I have a python program that downloads article text and then turns it into a txt file. The program currently spits out the txt files in the directory the program is located in. I would like to arrange this text in folders specific to the news source they came from. Could I save the data in the folder in the python program itself and change the directory as the news source file changes? Or should I create a shell script that runs the python program inside the folder it needs to be in? Or is there a better way to sort these files that I am missing?
Here is the code of the Python program:
import feedparser
from goose import Goose
import urllib2
import codecs
url = "http://rss.cnn.com/rss/cnn_tech.rss"
feed = feedparser.parse(url)
g = Goose()
entryLength = len(feed['entries'])
count = 0
while True:
article = g.extract(feed.entries[count]['link'])
title = article.title
text = article.cleaned_text
file = codecs.open(feed['entries'][count]['title'] + ".txt", 'w', encoding = 'utf-8')
file.write(text)
file.close()
count = count + 1
if count == entryLength:
break
If you only give your save functions filenames, they will save to the current directory. However, if you provide them with paths, your files will end up there. Python takes care of it.
folder = 'whatever' #the folder you wish to save the files in
name = 'somefilename.txt'
filename = os.path.join(folder, filename)
Using that filename will make the file end up in the folder 'whatever/'
Edit: I see you've posted your code now. As br1ckb0t mentioned in his comment below, in your code you could write something like codecs.open(folder + feed['entries'].... Make sure to append a slash to folder if you do that, or it'll just end up as part of the filename.

# [Required work]
[a] In the forum thread, where does the program currently save its txt files?
[b] Please repeat the part of the forum thread from "I have a python" to "entryLength = len(feed['entries'])".
Use only the forum thread above.

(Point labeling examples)
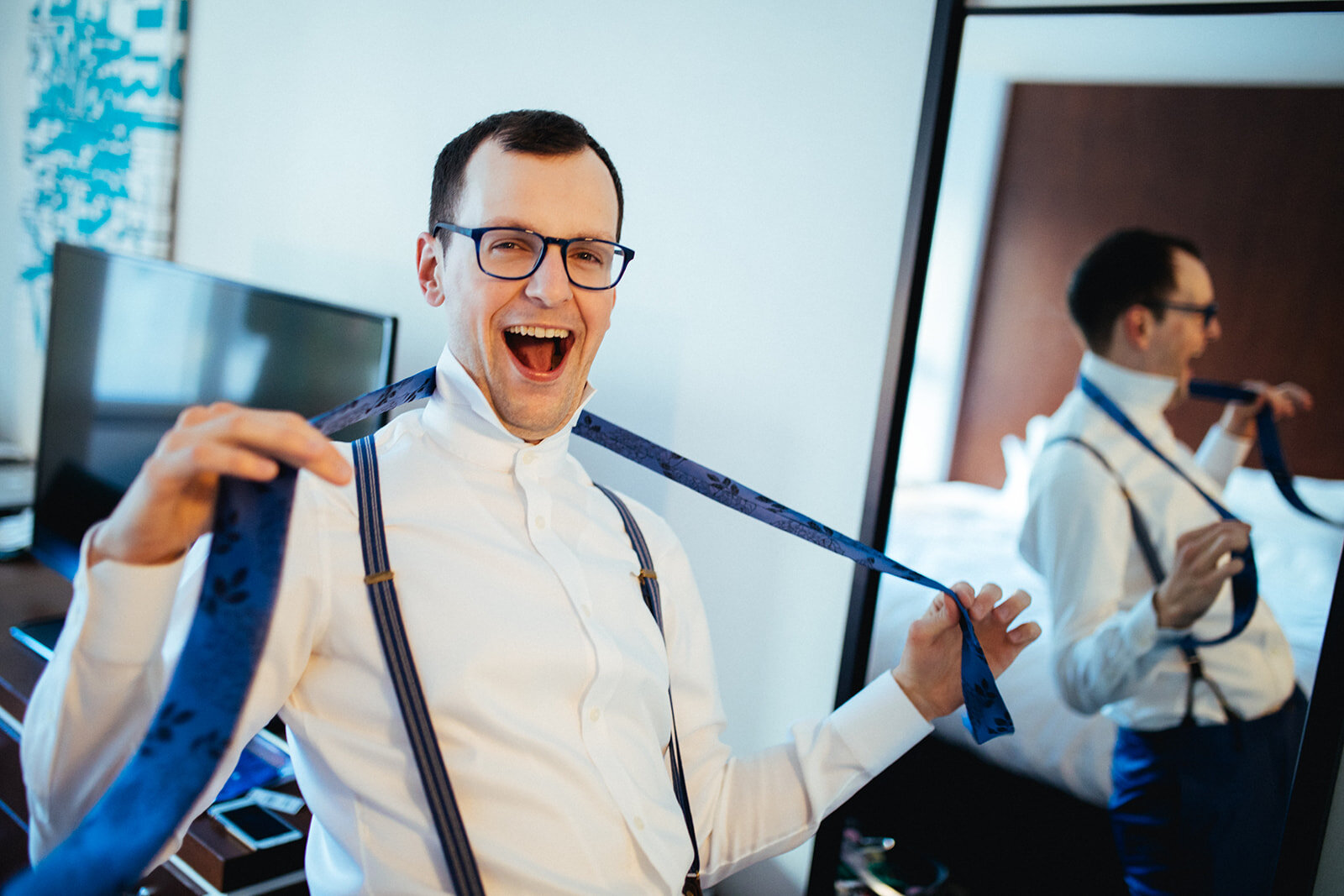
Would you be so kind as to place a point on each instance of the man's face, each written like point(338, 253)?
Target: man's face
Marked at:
point(528, 343)
point(1180, 336)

# [In response]
[a] In the directory where the program is located.

[b]
I have a python program that downloads article text and then turns it into a txt file. The program currently spits out the txt files in the directory the program is located in. I would like to arrange this text in folders specific to the news source they came from. Could I save the data in the folder in the python program itself and change the directory as the news source file changes? Or should I create a shell script that runs the python program inside the folder it needs to be in? Or is there a better way to sort these files that I am missing?
Here is the code of the Python program:
import feedparser
from goose import Goose
import urllib2
import codecs
url = "http://rss.cnn.com/rss/cnn_tech.rss"
feed = feedparser.parse(url)
g = Goose()
entryLength = len(feed['entries'])